Set down each line of the material that follows, exactly, with no pictures.
________________
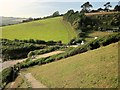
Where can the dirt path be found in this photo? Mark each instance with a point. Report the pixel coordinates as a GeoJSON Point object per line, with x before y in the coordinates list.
{"type": "Point", "coordinates": [13, 62]}
{"type": "Point", "coordinates": [34, 83]}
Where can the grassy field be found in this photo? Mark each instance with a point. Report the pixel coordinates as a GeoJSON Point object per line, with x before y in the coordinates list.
{"type": "Point", "coordinates": [100, 13]}
{"type": "Point", "coordinates": [94, 34]}
{"type": "Point", "coordinates": [97, 68]}
{"type": "Point", "coordinates": [47, 29]}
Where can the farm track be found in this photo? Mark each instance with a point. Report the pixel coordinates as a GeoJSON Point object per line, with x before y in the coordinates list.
{"type": "Point", "coordinates": [7, 64]}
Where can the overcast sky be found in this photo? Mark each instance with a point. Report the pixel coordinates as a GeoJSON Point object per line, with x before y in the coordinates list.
{"type": "Point", "coordinates": [40, 8]}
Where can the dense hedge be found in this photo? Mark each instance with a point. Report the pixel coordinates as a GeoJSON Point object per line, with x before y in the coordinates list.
________________
Solution to the problem:
Where can the dirt path be found in this photo? Mark each instance with a point. Report the pixel coordinates as a GeoJSON Point object per line, with x before y in the coordinates list.
{"type": "Point", "coordinates": [13, 62]}
{"type": "Point", "coordinates": [34, 83]}
Where can the grassy field be found in this photo? Mark each instance with a point. Report the pixel coordinates as a GeoJSON Point object per line, with x before y in the coordinates list.
{"type": "Point", "coordinates": [100, 13]}
{"type": "Point", "coordinates": [94, 34]}
{"type": "Point", "coordinates": [97, 68]}
{"type": "Point", "coordinates": [47, 29]}
Where can the farm track be found in this photo? Mark each instance with a point. Report the pixel coordinates as a GeoJSON Point object per line, with x before y in the coordinates list.
{"type": "Point", "coordinates": [7, 64]}
Where can the overcast sky be found in this photo? Mark each instance with a point. Report the pixel coordinates as a GeoJSON Point object per line, with x before y in the coordinates list.
{"type": "Point", "coordinates": [40, 8]}
Where can the dense hedge be found in this photo? Mark each instance with a point. Report the pixel coordinates as a GeoJSON Point object per line, with x before y in the coordinates list.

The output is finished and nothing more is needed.